(Listing from a data collection)
====================
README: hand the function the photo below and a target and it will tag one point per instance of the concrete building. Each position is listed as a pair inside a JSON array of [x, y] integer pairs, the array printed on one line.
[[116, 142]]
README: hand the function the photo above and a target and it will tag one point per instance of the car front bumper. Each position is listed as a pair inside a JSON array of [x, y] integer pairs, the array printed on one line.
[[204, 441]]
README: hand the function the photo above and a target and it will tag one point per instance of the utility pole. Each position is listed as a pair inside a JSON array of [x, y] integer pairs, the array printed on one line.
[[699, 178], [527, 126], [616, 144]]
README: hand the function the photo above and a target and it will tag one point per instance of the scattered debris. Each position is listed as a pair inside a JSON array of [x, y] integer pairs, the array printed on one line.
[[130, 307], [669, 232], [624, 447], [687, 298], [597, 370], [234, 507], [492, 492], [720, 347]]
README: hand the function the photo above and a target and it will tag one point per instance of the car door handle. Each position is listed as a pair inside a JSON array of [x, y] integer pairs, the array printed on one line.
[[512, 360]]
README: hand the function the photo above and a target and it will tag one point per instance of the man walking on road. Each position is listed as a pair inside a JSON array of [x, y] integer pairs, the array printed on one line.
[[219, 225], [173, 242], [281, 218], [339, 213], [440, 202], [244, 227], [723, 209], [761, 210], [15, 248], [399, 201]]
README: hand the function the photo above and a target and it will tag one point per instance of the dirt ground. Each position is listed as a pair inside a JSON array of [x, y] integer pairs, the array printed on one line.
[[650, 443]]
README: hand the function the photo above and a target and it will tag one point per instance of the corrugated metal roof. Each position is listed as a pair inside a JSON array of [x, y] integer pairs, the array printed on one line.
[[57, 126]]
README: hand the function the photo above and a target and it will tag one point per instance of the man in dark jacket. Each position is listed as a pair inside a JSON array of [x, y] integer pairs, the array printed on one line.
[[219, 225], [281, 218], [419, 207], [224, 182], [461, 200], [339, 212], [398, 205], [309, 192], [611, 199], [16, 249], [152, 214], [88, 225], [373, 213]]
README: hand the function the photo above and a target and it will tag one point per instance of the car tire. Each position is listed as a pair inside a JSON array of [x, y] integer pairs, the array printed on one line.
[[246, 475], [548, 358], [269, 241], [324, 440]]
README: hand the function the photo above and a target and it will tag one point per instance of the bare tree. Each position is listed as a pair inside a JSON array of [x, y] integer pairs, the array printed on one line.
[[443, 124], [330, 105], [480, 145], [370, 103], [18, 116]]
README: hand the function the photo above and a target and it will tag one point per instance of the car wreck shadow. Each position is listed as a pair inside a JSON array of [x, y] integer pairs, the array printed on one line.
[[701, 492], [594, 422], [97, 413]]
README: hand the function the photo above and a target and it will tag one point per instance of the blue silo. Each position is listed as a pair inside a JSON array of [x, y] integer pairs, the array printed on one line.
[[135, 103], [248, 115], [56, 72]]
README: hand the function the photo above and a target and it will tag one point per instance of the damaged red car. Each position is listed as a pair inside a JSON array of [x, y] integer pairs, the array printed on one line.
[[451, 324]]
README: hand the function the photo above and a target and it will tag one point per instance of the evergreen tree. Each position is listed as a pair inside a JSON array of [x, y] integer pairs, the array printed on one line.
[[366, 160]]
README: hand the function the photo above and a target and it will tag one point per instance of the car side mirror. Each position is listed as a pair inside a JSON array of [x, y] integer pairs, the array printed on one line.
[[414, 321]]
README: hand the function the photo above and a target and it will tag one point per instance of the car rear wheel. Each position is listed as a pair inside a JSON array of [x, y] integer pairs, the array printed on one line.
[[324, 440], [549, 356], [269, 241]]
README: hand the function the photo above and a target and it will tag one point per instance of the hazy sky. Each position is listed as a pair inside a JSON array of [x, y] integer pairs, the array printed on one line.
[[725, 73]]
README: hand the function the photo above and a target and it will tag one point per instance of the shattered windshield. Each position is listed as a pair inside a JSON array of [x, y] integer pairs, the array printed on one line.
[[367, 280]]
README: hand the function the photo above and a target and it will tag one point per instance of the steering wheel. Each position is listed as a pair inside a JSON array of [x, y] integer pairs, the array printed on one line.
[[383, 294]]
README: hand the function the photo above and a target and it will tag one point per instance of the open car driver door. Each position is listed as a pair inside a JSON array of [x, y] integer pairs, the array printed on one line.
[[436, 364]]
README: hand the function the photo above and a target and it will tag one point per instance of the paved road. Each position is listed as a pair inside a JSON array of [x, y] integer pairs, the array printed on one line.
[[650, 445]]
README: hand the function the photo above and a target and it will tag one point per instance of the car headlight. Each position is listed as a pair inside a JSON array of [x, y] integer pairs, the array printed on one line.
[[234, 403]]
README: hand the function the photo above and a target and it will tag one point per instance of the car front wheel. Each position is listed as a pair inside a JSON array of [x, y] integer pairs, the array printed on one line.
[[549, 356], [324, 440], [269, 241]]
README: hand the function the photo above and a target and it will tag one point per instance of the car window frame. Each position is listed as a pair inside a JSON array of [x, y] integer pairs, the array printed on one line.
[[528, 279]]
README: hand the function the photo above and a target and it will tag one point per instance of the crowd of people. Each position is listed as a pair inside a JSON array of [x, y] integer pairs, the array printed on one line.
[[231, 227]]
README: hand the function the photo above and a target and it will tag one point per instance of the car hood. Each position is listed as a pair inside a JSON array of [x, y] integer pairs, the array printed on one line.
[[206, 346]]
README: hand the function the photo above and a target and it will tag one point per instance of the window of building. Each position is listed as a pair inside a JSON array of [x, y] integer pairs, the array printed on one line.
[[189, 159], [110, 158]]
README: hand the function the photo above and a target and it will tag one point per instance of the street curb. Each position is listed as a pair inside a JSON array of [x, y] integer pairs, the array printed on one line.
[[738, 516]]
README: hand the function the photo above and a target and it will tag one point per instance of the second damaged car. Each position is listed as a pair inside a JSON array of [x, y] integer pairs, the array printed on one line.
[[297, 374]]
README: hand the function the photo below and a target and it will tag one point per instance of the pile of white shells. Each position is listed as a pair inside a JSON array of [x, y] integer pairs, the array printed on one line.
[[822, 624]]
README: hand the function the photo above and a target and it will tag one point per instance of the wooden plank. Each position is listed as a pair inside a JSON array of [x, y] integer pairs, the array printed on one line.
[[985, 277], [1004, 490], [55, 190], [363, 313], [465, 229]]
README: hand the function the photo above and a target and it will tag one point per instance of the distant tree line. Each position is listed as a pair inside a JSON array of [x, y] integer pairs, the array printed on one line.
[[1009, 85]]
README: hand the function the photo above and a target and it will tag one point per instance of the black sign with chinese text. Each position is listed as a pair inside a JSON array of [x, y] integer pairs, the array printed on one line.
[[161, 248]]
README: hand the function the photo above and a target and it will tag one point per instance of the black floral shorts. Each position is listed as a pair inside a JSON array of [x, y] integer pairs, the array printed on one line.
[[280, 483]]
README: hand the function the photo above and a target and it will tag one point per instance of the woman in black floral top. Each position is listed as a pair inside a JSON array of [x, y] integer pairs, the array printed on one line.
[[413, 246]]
====================
* _Work instructions_
Could you arrange every line of the listing above as a JSON list of strings, one string per line, with blank lines left out?

* _Correct answer_
[
  "README: hand the function the photo below and a target and it will tag one point per instance of the concrete building. Each position is listed as a pair inside a JSON array of [x, y] integer pairs, the array printed on one line.",
  "[[116, 142]]",
  "README: hand the function the photo above and a target and it will tag one point per instance of the car front bumper. Each position is listed as a pair inside a JSON array of [x, y] integer pairs, the array printed on one line.",
  "[[204, 441]]",
  "README: hand the function the photo above and a target and it will tag one point per instance of the utility pole. Each position is listed as a pair inside a JSON array of [x, y] integer pairs, the array printed on one line.",
  "[[699, 178], [527, 126], [616, 144]]",
  "README: hand the function the photo above and a target and it will tag one point per instance of the scattered debris. Each position is listed as a pair inside a JSON array of [x, y] integer pairs, the array printed on one line.",
  "[[130, 307], [669, 232], [624, 447], [687, 298], [597, 370], [234, 507], [492, 492], [720, 347]]",
  "README: hand the function the photo above and a target and it will tag one point per instance of the car door handle. Each position is listed as a pair inside a JSON array of [x, y] integer pairs, the array printed on one line.",
  "[[512, 360]]",
  "README: hand the function the photo above and a target and it will tag one point per instance of the man walking on road. Each position is listed as a pair inside a JSON array of [x, y] integer pairs, the array printed on one line.",
  "[[219, 225], [173, 242], [281, 218], [339, 213], [440, 202], [244, 227], [723, 209], [761, 210], [15, 248], [399, 201]]",
  "README: hand the function the photo above and a target and it will tag one point per instance of the dirt ground. Each position is listed as a pair inside a JSON array of [x, y] integer pairs, the array printed on one line.",
  "[[650, 443]]",
  "README: hand the function the photo above and a target and it will tag one point per instance of the corrugated metal roof. Each position is listed as a pair inside a JSON array of [x, y] integer pairs, the array printed on one line.",
  "[[57, 126]]",
  "README: hand the function the photo above and a target and it will tag one point per instance of the man in dark jacket. Each position is listed as a pair inside a JSON array of [x, y] integer pairs, the array printed on one line.",
  "[[219, 225], [281, 218], [419, 207], [224, 182], [461, 200], [339, 212], [398, 205], [309, 192], [611, 199], [16, 249], [152, 214], [88, 225], [373, 213]]",
  "README: hand the function the photo above and a target and it will tag one point per instance of the car tire. Each position is listed as a pair inside a JSON array of [x, y] integer pairs, the array printed on one line.",
  "[[246, 475], [548, 358], [269, 241], [324, 440]]",
  "README: hand the function the photo above and a target and it will tag one point per instance of the bare tree. Each position is listed as a pair inside a JSON array of [x, y] integer pairs, the array printed on one line.",
  "[[443, 124], [330, 105], [480, 145], [370, 103], [18, 116]]",
  "README: hand the function the photo above and a target and it will tag one point per instance of the car wreck shadow. Each position is listed as a pair inside a JSON array of [x, y] integer pairs, the array printed on one line.",
  "[[701, 492], [594, 422], [97, 413]]",
  "README: hand the function the photo above and a target and it will tag one point per instance of the blue silo. Each position is listed as a pair inside a JSON array of [x, y] integer pairs, the array printed on one line.",
  "[[135, 103], [248, 115], [56, 72]]",
  "README: hand the function the photo above and a target and it will tag one point per instance of the damaged red car. Each position is listed as a pair inside a JSON array of [x, y] integer pairs, the array printed on one line.",
  "[[451, 324]]",
  "README: hand the function the photo above and a target and it will tag one point per instance of the evergreen tree. Each position is listed as a pair inside a JSON array of [x, y] integer pairs, the array printed on one line.",
  "[[366, 160]]",
  "README: hand the function the photo above and a target and it will tag one point per instance of the car side mirror. Each position is listed as a pair inside a JSON array of [x, y] integer pairs, the array printed on one line.",
  "[[414, 321]]",
  "README: hand the function the photo above and a target and it will tag one point per instance of the car rear wheel. Each position is listed as a pair inside a JSON array of [x, y] integer pairs, the array printed on one line.",
  "[[324, 440], [549, 356], [269, 241]]",
  "README: hand the function the photo above and a target and it will tag one point per instance of the hazy sky. Each position is listed as a pair inside a JSON array of [x, y] integer pairs, the array printed on one line.",
  "[[725, 73]]",
  "README: hand the function the photo above and a target and it will tag one point per instance of the shattered windshield. Each position is listed as a pair inside a JSON array of [x, y] integer pairs, the array printed on one line.",
  "[[367, 280]]",
  "README: hand the function the photo above and a target and it will tag one point per instance of the steering wheel. Each position is listed as a pair inside a JSON array of [x, y] integer pairs, the array printed on one line.",
  "[[383, 294]]",
  "README: hand the function the photo above and a target and it will tag one point per instance of the open car driver door. Each position is listed as a pair inside a JSON array of [x, y] integer pairs, the array printed on one line.",
  "[[436, 364]]",
  "README: hand the function the photo above and a target and it will tag one point per instance of the paved road. Each position is listed as a pair inside a JSON array of [x, y] integer pairs, the array printed on one line.",
  "[[650, 445]]",
  "README: hand the function the photo above and a target and it will tag one point per instance of the car headlight. Each position is listed as a pair inside a JSON array of [x, y] integer pairs, the array printed on one line.",
  "[[234, 403]]",
  "README: hand the function the photo above and a target and it will tag one point per instance of the car front wheel. Each position is listed as a pair inside a JSON array of [x, y] integer pairs, the array printed on one line.",
  "[[549, 356], [324, 440], [269, 241]]",
  "README: hand the function the photo above and a target and it will tag one point per instance of the car window frame. Each position is listed as a pair inside a JSON array of [x, y] integer pairs, the array printed on one line.",
  "[[528, 279]]",
  "README: hand the function the photo above and a target and it will tag one point per instance of the crowd of people. Each position is listed as a pair inside a JSON array of [x, y] integer pairs, the array printed on one line.",
  "[[231, 227]]",
  "README: hand the function the photo above and a target and it will tag one point per instance of the car hood. Each position is listed as a pair inside a JSON array of [x, y] integer pairs, the array printed on one line.",
  "[[206, 346]]",
  "README: hand the function the photo above and a target and it will tag one point per instance of the window of building. Each position is listed as a pair inside a JSON array of [x, y] integer pairs, the array printed on one line.",
  "[[189, 159], [110, 158]]",
  "README: hand the function the photo above and a target and it will tag one point per instance of the street curb. Each position is listed as a pair inside a JSON array of [x, y] integer pairs, the array printed on one line.",
  "[[738, 516]]",
  "README: hand the function the photo above and a target and it will tag one point per instance of the second damaged car. Each position is listed as a pair inside a JSON array of [x, y] integer pairs, the array printed on one line.",
  "[[297, 374]]",
  "README: hand the function the photo below and a target and it will tag one point per instance of the pile of white shells. Each position is listed as a pair inside a JSON array of [x, y] integer pairs, the array printed on one line.",
  "[[822, 624]]",
  "README: hand the function the photo above and a target and it will tag one point per instance of the wooden plank. Each position is listed as a pair inside a JSON array of [x, y] integer pairs, the array printed on one line.",
  "[[985, 277], [1004, 490], [55, 190], [363, 313], [465, 229]]",
  "README: hand the function the photo above and a target and it will tag one point per instance of the distant tree line. Each position is listed as a pair inside a JSON array of [x, y] integer pairs, the array printed on one line.",
  "[[1009, 85]]",
  "README: hand the function the photo above and a target and it will tag one point per instance of the black sign with chinese text. Each position is listed as a pair inside a JSON array of [x, y] integer pairs, the array printed on one line.",
  "[[161, 248]]",
  "README: hand the function the photo above and a target and it will tag one point per instance of the black floral shorts. Each position is listed as a pair inside a JSON array of [x, y] integer pairs, the array printed on one line.",
  "[[280, 483]]",
  "README: hand the function the photo above and a target and it will tag one point per instance of the woman in black floral top. Each position is listed as a pair inside a JSON array of [x, y] integer pairs, the array printed on one line.",
  "[[413, 246]]"
]